What is needed here is a faithful repeat of every entry, with no character changed.

### [EXCERPTED RECORDS]
==*==
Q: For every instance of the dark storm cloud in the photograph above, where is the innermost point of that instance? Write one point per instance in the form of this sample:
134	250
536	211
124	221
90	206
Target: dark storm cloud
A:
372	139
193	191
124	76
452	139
==*==
### [SOLUTION BELOW]
Q: For every instance of the dark storm cloud in the photograph above, where is the innermost point of that instance? Write one point per instance in the form of this sample:
134	250
536	211
124	221
90	206
Target: dark storm cloud
A:
372	139
193	191
124	76
452	139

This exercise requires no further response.